▶ [GIVEN INSTRUCTION] Convert all of the entries below into a two-column CSV with the header columns "prompt" and "points". Make one row per entry, and put its text and its answer each in a single quoted field with any line breaks replaced by spaces.

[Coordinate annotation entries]

• • • • • • •

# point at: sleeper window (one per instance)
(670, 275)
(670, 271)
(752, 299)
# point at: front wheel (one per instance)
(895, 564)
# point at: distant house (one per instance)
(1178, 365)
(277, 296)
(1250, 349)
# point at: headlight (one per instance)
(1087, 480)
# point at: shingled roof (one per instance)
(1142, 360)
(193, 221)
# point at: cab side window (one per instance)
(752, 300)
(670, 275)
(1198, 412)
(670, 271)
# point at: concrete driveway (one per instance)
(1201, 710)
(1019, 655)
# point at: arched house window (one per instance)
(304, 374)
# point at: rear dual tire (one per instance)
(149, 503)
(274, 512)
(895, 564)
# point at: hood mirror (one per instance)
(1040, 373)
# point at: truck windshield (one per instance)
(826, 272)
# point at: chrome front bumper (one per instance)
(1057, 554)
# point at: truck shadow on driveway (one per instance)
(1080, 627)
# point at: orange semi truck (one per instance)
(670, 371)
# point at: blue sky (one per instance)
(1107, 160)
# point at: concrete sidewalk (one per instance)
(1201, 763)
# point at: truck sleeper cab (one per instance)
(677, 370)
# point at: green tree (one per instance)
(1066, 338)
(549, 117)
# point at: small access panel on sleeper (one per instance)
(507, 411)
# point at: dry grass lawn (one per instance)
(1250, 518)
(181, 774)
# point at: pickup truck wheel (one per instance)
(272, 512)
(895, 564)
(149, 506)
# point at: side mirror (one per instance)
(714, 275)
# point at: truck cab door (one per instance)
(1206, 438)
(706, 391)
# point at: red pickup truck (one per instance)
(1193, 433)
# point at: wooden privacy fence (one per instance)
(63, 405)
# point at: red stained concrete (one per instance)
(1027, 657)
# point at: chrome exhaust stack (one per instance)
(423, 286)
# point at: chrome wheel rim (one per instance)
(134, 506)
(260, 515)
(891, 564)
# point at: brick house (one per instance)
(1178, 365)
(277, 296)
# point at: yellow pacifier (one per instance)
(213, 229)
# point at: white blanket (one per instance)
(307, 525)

• • • • • • •

▶ [TASK RESULT]
prompt,points
"# point at: sleeper window (one per instance)","(670, 275) (670, 271) (752, 299)"
"# point at: front wheel (one per instance)","(895, 564)"
"# point at: distant house (one per instance)","(1178, 365) (277, 296) (1250, 349)"
"# point at: headlight (one per instance)","(1087, 480)"
"# point at: shingled roof (one per instance)","(1142, 360) (193, 221)"
"# point at: cab side window (one per instance)","(752, 300) (670, 275) (1198, 412) (670, 271)"
"# point at: concrete driveway (one per instance)","(1201, 710) (1019, 655)"
"# point at: arched house window (one per instance)","(304, 374)"
"# point at: rear dual tire (one per instance)","(149, 503) (274, 512) (895, 564)"
"# point at: hood mirror (one per instance)","(1040, 373)"
"# point at: truck windshield (one per instance)","(826, 272)"
"# point at: chrome front bumper (one per instance)","(1057, 554)"
"# point at: truck shadow on driveway (one per instance)","(1080, 627)"
"# point at: orange semi truck (one per instance)","(670, 371)"
"# point at: blue sky (one per instance)","(1107, 160)"
"# point at: concrete sidewalk (one per instance)","(1201, 763)"
"# point at: truck sleeper cab (one per instance)","(677, 370)"
"# point at: green tree (one per instance)","(1066, 338) (549, 117)"
"# point at: small access panel on sleeper (one per instance)","(507, 411)"
"# point at: dry grass lawn (one per instance)","(1250, 518) (181, 774)"
"# point at: pickup truck wheel (one per instance)","(272, 512) (895, 564) (149, 506)"
"# point at: side mirror (one per instance)","(714, 275)"
"# point at: truck cab door (one per instance)","(1206, 438) (706, 391)"
"# point at: red pickup truck (one per instance)","(1193, 433)"
"# point at: wooden privacy fence (one per instance)","(63, 405)"
"# point at: red stained concrete (one per instance)","(1027, 657)"
"# point at: chrome exhaust stack (one per instance)","(423, 286)"
"# point at: chrome wheel rim (one per instance)","(134, 506) (260, 515) (891, 564)"
"# point at: brick house (one per instance)","(1178, 365) (277, 296)"
"# point at: yellow pacifier (one per instance)","(213, 229)"
"# point at: white blanket (one per instance)","(307, 525)"